__INFORMATION PROVIDED__

## BEGIN

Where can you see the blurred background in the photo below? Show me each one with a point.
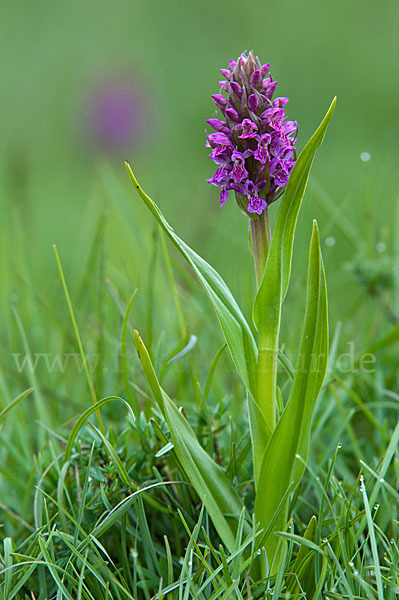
(86, 85)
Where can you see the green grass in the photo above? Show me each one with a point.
(117, 519)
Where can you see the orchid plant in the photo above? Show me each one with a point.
(254, 148)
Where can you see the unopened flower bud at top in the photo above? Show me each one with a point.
(254, 146)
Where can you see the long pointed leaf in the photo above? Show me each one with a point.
(267, 307)
(235, 328)
(280, 467)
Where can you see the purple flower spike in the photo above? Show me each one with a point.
(220, 101)
(226, 73)
(253, 102)
(232, 114)
(248, 129)
(236, 89)
(256, 79)
(254, 145)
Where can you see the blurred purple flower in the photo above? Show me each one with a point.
(116, 115)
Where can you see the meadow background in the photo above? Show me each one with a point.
(60, 185)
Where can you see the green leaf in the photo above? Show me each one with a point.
(210, 482)
(235, 328)
(280, 467)
(271, 293)
(86, 415)
(14, 402)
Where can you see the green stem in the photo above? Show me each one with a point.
(260, 238)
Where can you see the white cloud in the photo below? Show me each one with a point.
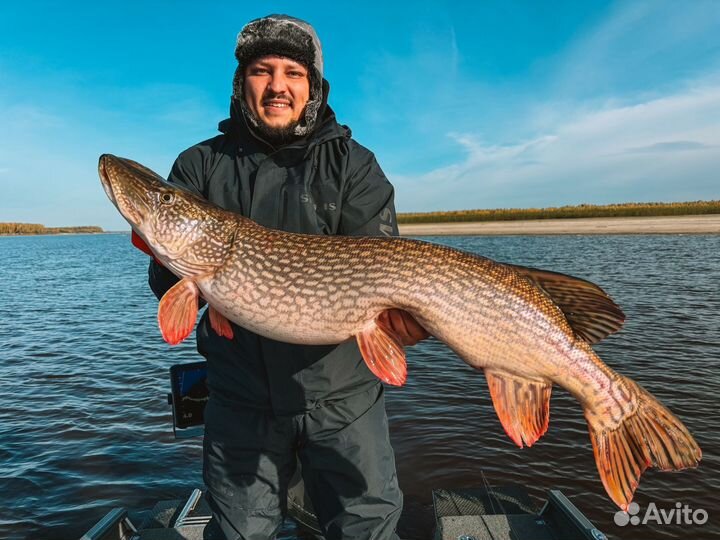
(587, 157)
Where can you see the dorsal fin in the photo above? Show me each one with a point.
(592, 314)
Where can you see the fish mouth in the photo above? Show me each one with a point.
(125, 189)
(105, 179)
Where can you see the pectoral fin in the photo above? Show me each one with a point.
(220, 324)
(177, 311)
(522, 405)
(383, 353)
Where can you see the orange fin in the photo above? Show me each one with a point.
(592, 314)
(651, 436)
(522, 405)
(383, 353)
(177, 311)
(220, 324)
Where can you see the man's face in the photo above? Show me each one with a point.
(276, 90)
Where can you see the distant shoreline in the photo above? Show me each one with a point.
(701, 224)
(48, 233)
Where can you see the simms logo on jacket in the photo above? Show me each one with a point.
(306, 199)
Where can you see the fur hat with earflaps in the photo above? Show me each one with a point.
(286, 36)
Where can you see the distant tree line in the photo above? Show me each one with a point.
(566, 212)
(36, 228)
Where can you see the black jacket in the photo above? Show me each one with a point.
(325, 183)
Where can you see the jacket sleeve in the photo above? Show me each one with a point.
(368, 207)
(186, 172)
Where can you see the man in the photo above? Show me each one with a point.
(284, 161)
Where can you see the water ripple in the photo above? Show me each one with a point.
(87, 427)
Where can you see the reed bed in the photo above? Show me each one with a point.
(36, 228)
(566, 212)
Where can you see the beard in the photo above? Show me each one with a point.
(278, 136)
(275, 136)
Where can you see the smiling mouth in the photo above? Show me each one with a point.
(277, 104)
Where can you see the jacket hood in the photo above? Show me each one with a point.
(287, 36)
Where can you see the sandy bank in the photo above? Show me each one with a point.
(708, 224)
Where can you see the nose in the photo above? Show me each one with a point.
(277, 83)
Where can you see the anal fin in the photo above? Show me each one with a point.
(383, 353)
(522, 405)
(220, 324)
(178, 310)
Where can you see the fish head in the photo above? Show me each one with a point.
(189, 235)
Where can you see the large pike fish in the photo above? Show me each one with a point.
(527, 329)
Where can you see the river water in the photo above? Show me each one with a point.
(85, 425)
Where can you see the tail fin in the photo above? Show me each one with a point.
(651, 436)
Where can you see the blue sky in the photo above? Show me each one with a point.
(465, 104)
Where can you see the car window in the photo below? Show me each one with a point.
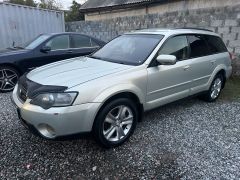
(94, 44)
(79, 41)
(131, 49)
(177, 46)
(59, 42)
(36, 42)
(198, 46)
(215, 44)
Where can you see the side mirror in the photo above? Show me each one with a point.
(166, 59)
(45, 49)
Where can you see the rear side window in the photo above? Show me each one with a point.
(215, 44)
(59, 42)
(198, 46)
(177, 46)
(79, 41)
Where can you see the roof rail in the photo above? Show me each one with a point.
(202, 29)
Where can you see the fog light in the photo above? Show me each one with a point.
(46, 131)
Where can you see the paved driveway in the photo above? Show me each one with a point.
(189, 139)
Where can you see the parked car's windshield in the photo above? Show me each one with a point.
(131, 49)
(36, 42)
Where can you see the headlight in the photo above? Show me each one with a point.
(49, 100)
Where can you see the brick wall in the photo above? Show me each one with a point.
(223, 20)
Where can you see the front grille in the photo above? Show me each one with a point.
(22, 93)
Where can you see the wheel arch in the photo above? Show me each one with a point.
(123, 94)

## END

__AIM OF THE TASK__
Convert all of the data above into a JSON list of strings with one string per line, skipping any blank lines. Leave the pictures out.

__ANSWER__
[
  "Where can you see the blurred background in the photo below? Show me each one with a point.",
  "(86, 85)",
  "Where can you see the green grass in the photo above? Show me each one with a point.",
  "(117, 519)",
  "Where can you see the orchid plant in the photo above? Show me each one with a point.",
  "(254, 148)",
  "Where can you see the unopened flower bud at top in the photo above? Show me each one with a point.",
  "(254, 146)",
  "Where can you see the long pointed leaf in the photo above? Show me each one with a point.",
  "(267, 307)",
  "(235, 328)",
  "(280, 467)",
  "Where can you see the purple flower spike in the photo above? Show me each one with a point.",
  "(220, 101)",
  "(226, 73)",
  "(253, 102)",
  "(232, 114)",
  "(248, 129)",
  "(236, 89)",
  "(256, 79)",
  "(254, 145)",
  "Where can you see the blurred purple flower in the photo above? Show me each one with a point.",
  "(116, 115)",
  "Where can you see the meadow background in the photo above? Show me each one with a point.",
  "(60, 185)",
  "Where can you see the green leaf in the photo above? Show me each one with a point.",
  "(210, 482)",
  "(235, 328)",
  "(280, 467)",
  "(271, 293)",
  "(86, 415)",
  "(14, 402)",
  "Where can you see the green stem in the photo above? Show me each one with a point.",
  "(260, 238)",
  "Where can you see the white cloud in the photo below? Show me each one with a point.",
  "(587, 157)",
  "Where can you see the dorsal fin in the photo above? Show me each one with a point.",
  "(592, 314)",
  "Where can you see the fish mouth in the photo above? Show me each one with a point.",
  "(125, 189)",
  "(105, 179)",
  "Where can you see the pectoral fin in the photo above? Show me each one with a point.",
  "(220, 324)",
  "(177, 311)",
  "(522, 405)",
  "(383, 353)",
  "Where can you see the orange fin in the photo above? Show me each one with a point.",
  "(592, 314)",
  "(651, 436)",
  "(522, 405)",
  "(383, 353)",
  "(177, 311)",
  "(220, 324)",
  "Where can you see the man's face in the photo above? Show me each one with a point.",
  "(276, 90)",
  "Where can you see the distant shoreline in the photo above? Show me each one with a point.",
  "(701, 224)",
  "(48, 233)",
  "Where can you see the simms logo on jacket in the photo above? Show me each one with a point.",
  "(306, 199)",
  "Where can you see the fur hat with earflaps in the photo above? Show me each one with a point.",
  "(286, 36)",
  "Where can you see the distant tree line in the photo above? Show me each one with a point.",
  "(566, 212)",
  "(36, 228)",
  "Where can you see the black jacket in the photo above? Show me each one with a point.",
  "(325, 183)",
  "Where can you see the jacket sleeve in the photo above? Show me each one with a point.",
  "(368, 207)",
  "(186, 172)",
  "Where can you see the man in the photo above? Show me each one with a point.",
  "(284, 161)",
  "Where can you see the water ripple in the photo above? Show me each one with a point.",
  "(87, 427)",
  "Where can you see the reed bed in the photo above? Show me each one with a point.",
  "(36, 228)",
  "(566, 212)",
  "Where can you see the beard in the photo above? Show me each one with a point.",
  "(278, 136)",
  "(275, 136)",
  "Where can you see the smiling mouth in the photo above? Show me each one with a point.",
  "(277, 104)",
  "Where can you see the jacket hood in the photo above? Show me each one with a point.",
  "(287, 36)",
  "Where can you see the sandy bank in the photo above? Show me each one with a point.",
  "(708, 224)",
  "Where can you see the nose in the photo above? Show me each one with a point.",
  "(277, 83)",
  "Where can you see the anal fin in the photo above? Show me each one with a point.",
  "(383, 353)",
  "(522, 405)",
  "(220, 324)",
  "(178, 310)",
  "Where can you see the fish head in the photo above? Show me each one with a point.",
  "(189, 235)",
  "Where can you see the large pike fish in the photo above? Show me each one with a point.",
  "(527, 329)",
  "Where can you see the river water in the photo above? Show me each one with a point.",
  "(85, 425)",
  "Where can you see the tail fin in the photo above? Show me each one with a point.",
  "(651, 436)",
  "Where can you see the blue sky in the photo above? Show me each one with a point.",
  "(465, 104)",
  "Where can you see the car window in the photo below? Show me each one with a point.",
  "(94, 44)",
  "(79, 41)",
  "(131, 49)",
  "(177, 46)",
  "(59, 42)",
  "(36, 42)",
  "(198, 46)",
  "(215, 44)",
  "Where can you see the side mirror in the photo above? Show me each one with a point.",
  "(166, 59)",
  "(45, 49)",
  "Where can you see the rear side window in the photo above? Show me each one with a point.",
  "(215, 44)",
  "(59, 42)",
  "(198, 46)",
  "(177, 46)",
  "(79, 41)",
  "Where can you see the roof rail in the photo above? Show me each one with a point.",
  "(202, 29)",
  "Where can you see the fog light in the photo above? Show me each one with a point.",
  "(46, 131)",
  "Where can you see the paved driveway in the photo above? Show me each one with a point.",
  "(189, 139)",
  "Where can you see the parked car's windshield in the photo above? Show me each one with a point.",
  "(131, 49)",
  "(36, 42)",
  "Where can you see the headlight in the photo above? Show me each one with a point.",
  "(49, 100)",
  "Where can you see the brick wall in the photo above? Show me each one with a point.",
  "(223, 20)",
  "Where can you see the front grille in the photo above? Show me each one with a point.",
  "(22, 93)",
  "Where can you see the wheel arch in the photo above? Show me each one with a point.",
  "(123, 94)"
]